Requirements:
1. Reproduce the portion of the legal excerpt from "The First Circuit" up to and including "omitted) (emphasis added).".
2. Answer these questions using the legal excerpt.
(a) Which court is quoted at the start?
(b) From what must a total want of jurisdiction be distinguished?
(c) According to the excerpt, the provisions of a confirmed plan bind a creditor regardless of which two circumstances?

Document section:
------------------------------------
The First Circuit stated that "A judgment is void, and therefore subject to relief under Rule 60(b)(4), only if the court that rendered judgment lacked jurisdiction or in circumstances in which the court's action amounts to a plain usurpation of power constituting a violation of due process. It is essential to state, that total want of jurisdiction must be distinguished from an error in the exercise of jurisdiction, and that only rare instance[s] of a clear usurpation of power will render a judgment void." (internal quotations and citations omitted) (emphasis added).
"[T]he provisions of a confirmed plan bind the debtor, any entity issuing securities under the plan, any entity acquiring property under the plan, and any creditor, equity security holder, or general partner in the debtor, whether or not the claim or interest of such creditor, equity security holder, or general partner is impaired under the plan and whether or not such creditor, equity security holder, or general partner has accepted the plan."
------------------------------------
Supplied material:
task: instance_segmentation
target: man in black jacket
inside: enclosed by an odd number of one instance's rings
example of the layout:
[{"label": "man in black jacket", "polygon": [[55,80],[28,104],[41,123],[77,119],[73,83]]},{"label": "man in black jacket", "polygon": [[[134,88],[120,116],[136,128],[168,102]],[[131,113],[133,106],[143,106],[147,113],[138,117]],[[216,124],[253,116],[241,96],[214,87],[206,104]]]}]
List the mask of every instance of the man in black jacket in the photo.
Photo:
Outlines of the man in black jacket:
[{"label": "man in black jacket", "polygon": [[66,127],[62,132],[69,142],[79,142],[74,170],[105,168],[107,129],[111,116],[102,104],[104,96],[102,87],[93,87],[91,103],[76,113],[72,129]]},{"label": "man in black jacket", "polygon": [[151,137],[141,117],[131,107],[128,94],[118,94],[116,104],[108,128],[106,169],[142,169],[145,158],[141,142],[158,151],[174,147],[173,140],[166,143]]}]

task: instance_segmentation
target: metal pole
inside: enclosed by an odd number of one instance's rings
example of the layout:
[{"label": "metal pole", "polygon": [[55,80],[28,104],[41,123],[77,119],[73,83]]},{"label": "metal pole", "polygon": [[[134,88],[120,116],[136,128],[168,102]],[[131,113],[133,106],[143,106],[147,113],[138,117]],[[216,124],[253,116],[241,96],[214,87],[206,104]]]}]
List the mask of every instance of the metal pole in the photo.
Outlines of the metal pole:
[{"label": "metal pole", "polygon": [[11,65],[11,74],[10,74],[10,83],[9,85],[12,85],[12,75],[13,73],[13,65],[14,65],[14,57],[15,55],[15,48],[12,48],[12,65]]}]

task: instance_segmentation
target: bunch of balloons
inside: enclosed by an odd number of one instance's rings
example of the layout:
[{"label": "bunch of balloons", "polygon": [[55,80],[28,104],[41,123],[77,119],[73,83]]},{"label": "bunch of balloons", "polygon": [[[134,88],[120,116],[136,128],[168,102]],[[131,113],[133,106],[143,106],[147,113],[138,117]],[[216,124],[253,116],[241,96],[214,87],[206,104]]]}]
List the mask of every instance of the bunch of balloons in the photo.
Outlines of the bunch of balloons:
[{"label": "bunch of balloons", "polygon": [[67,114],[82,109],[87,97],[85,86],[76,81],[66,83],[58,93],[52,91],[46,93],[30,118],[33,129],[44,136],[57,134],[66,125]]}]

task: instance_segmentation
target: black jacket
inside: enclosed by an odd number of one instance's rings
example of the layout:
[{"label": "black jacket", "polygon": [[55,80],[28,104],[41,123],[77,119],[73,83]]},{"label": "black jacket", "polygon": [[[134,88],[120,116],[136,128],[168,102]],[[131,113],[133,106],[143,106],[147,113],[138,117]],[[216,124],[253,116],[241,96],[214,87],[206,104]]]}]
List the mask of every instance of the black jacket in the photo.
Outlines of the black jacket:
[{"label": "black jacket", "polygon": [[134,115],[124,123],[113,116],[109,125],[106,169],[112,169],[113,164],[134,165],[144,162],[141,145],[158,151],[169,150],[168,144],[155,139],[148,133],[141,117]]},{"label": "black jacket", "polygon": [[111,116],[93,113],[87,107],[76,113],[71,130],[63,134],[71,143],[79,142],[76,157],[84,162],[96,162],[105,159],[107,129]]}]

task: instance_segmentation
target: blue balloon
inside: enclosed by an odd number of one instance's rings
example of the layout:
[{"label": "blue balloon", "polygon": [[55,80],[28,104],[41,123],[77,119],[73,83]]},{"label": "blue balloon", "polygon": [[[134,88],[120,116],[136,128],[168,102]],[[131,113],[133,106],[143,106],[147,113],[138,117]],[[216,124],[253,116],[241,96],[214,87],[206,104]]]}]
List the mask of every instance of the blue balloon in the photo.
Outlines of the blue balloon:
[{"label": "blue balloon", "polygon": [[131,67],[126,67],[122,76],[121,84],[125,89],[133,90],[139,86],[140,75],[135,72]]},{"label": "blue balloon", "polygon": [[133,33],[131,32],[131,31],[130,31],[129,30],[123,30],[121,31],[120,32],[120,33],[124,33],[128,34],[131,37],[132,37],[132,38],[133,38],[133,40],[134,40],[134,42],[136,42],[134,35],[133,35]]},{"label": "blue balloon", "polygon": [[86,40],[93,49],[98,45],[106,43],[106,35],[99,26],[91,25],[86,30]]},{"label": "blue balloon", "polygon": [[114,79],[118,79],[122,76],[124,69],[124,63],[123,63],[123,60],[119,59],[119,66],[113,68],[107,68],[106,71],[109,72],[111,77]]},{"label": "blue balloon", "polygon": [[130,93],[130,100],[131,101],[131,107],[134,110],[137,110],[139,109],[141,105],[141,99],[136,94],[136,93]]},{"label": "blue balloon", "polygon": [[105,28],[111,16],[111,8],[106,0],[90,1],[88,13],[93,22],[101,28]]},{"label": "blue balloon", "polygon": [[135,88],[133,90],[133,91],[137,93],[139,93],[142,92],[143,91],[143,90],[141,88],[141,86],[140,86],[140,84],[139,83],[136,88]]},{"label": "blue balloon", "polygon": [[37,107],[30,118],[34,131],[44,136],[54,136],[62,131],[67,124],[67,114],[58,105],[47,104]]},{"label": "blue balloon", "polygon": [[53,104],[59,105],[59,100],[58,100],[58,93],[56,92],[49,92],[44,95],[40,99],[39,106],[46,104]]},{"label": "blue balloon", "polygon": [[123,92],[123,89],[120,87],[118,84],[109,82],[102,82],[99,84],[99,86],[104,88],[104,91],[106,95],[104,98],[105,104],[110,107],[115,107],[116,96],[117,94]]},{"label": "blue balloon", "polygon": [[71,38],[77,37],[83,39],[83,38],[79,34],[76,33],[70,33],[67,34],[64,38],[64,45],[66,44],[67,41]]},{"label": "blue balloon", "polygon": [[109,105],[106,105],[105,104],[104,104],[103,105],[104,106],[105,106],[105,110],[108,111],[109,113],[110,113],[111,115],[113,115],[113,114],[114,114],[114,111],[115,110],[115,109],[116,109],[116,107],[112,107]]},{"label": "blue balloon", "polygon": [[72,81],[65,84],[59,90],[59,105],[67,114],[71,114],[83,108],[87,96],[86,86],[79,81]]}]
------------------------------------
Problem solutions:
1.
The First Circuit stated that "A judgment is void, and therefore subject to relief under Rule 60(b)(4), only if the court that rendered judgment lacked jurisdiction or in circumstances in which the court's action amounts to a plain usurpation of power constituting a violation of due process. It is essential to state, that total want of jurisdiction must be distinguished from an error in the exercise of jurisdiction, and that only rare instance[s] of a clear usurpation of power will render a judgment void." (internal quotations and citations omitted) (emphasis added).

2.
(a) The First Circuit.
(b) An error in the exercise of jurisdiction.
(c) Whether or not the creditor's claim or interest is impaired under the plan, and whether or not the creditor has accepted the plan.